### [GOAL]
Output every record below exactly as it appears.

### [Object point labels]
_ _ _ _ _

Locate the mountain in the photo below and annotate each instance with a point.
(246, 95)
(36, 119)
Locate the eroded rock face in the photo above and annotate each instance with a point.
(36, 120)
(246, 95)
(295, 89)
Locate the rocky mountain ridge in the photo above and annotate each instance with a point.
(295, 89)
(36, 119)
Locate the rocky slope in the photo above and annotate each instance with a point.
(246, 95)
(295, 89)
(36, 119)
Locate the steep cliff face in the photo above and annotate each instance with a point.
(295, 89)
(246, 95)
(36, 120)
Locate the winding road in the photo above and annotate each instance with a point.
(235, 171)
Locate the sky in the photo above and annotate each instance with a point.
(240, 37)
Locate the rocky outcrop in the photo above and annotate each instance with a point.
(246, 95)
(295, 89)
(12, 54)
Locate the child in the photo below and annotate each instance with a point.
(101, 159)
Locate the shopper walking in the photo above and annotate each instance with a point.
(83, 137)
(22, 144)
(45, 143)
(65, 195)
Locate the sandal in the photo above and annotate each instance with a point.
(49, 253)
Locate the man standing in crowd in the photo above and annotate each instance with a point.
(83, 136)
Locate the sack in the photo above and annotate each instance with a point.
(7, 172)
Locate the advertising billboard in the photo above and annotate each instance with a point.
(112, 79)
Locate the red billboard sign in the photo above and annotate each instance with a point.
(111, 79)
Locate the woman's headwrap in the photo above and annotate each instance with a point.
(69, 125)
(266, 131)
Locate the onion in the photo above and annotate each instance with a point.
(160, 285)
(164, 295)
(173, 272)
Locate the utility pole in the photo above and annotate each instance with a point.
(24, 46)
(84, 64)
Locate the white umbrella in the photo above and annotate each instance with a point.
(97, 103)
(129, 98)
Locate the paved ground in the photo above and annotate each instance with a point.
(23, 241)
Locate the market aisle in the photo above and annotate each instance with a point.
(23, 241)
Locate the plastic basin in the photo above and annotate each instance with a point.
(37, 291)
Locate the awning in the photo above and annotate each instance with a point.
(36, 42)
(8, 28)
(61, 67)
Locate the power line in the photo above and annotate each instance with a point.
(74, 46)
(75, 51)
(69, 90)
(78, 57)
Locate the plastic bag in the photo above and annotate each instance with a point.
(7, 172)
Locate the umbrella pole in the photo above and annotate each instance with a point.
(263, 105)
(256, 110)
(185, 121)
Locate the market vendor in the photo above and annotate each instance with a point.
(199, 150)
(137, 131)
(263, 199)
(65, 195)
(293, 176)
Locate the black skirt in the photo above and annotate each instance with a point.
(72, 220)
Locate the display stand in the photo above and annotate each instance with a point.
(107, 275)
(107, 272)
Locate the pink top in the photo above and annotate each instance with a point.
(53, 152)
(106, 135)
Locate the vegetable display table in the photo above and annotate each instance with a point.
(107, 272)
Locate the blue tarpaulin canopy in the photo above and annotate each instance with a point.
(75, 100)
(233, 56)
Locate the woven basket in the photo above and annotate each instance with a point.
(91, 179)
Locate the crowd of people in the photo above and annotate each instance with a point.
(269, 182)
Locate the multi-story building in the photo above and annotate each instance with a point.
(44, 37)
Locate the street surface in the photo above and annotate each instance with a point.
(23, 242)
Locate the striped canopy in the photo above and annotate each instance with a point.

_ _ _ _ _

### [FINAL RESULT]
Locate the mountain in the photo below and annotate each instance with a point.
(246, 95)
(36, 119)
Locate the eroded rock face in the photo above and annotate each instance with a point.
(36, 120)
(246, 95)
(295, 89)
Locate the rocky mountain ridge in the photo above and annotate each instance with a point.
(295, 89)
(36, 119)
Locate the rocky slope in the photo above and annotate each instance with a point.
(246, 95)
(295, 89)
(36, 119)
Locate the steep cliff face in the photo above and annotate each instance with a point.
(295, 89)
(246, 95)
(36, 120)
Locate the winding road in the photo above and annotate each instance with a point.
(235, 171)
Locate the sky in the photo above and annotate each instance with a point.
(240, 37)
Locate the rocky outcrop in the photo above and annotate each instance with a point.
(246, 95)
(295, 89)
(12, 54)
Locate the child in the photo below and annotate each instance with a point.
(101, 159)
Locate the shopper walking in the photo above and annotate each instance with a point.
(83, 137)
(22, 144)
(45, 143)
(65, 195)
Locate the sandal in the photo above and annotate each instance with a point.
(49, 253)
Locate the man standing in crowd in the photo above and annotate each instance with a point.
(83, 136)
Locate the sack in the photo above and annotate each instance with a point.
(7, 172)
Locate the advertising billboard in the photo above and annotate each instance with a point.
(112, 79)
Locate the red billboard sign in the photo above and annotate each instance with a point.
(111, 79)
Locate the woman's headwrap in the photo above and annotate each instance with a point.
(69, 125)
(266, 131)
Locate the onion in the photo above and annotate each instance with a point.
(160, 285)
(164, 295)
(173, 272)
Locate the utility pole in the photo above and annotate each instance with a point.
(24, 46)
(84, 64)
Locate the white umbrella in the photo above and annotate each instance with a point.
(97, 103)
(129, 98)
Locate the paved ground in the photo above and annotate each instance with a point.
(23, 241)
Locate the market aisle in the photo above and annotate each instance with a point.
(23, 241)
Locate the plastic basin in the photo above and annotate each instance with a point.
(37, 291)
Locate the awning in the photo above and annotate each instance with a point.
(36, 42)
(8, 28)
(61, 67)
Locate the power line in the photo above and annotate each instance with a point.
(74, 46)
(75, 51)
(69, 90)
(78, 57)
Locate the plastic bag in the photo above and annotate each instance with a point.
(7, 172)
Locate the umbrella pole in the photo above and annotate each instance with a point.
(263, 105)
(256, 110)
(185, 121)
Locate the market vendor in the photo above and annotate each instance with a point.
(199, 150)
(137, 131)
(263, 199)
(65, 195)
(293, 176)
Locate the black skirt in the photo above and annotate each instance with a point.
(72, 220)
Locate the display stand in the photo above and annotate each instance with a point.
(107, 275)
(107, 272)
Locate the pink top in the photo above and annotate each instance with a point.
(53, 152)
(106, 135)
Locate the vegetable display table in the photo above and annotate each instance with a point.
(107, 272)
Locate the blue tarpaulin canopy in the photo above and annotate each instance with a point.
(75, 100)
(233, 56)
Locate the woven basket in the photo above and annotate each instance with a point.
(91, 179)
Locate the crowd of people in the photo above and annotate each instance with a point.
(269, 182)
Locate the multi-story building in the photo above and annotate each instance with a point.
(44, 37)
Locate the street surface in the photo above and annotate each instance with a point.
(23, 242)
Locate the striped canopy in the photo above and annotate each instance with a point.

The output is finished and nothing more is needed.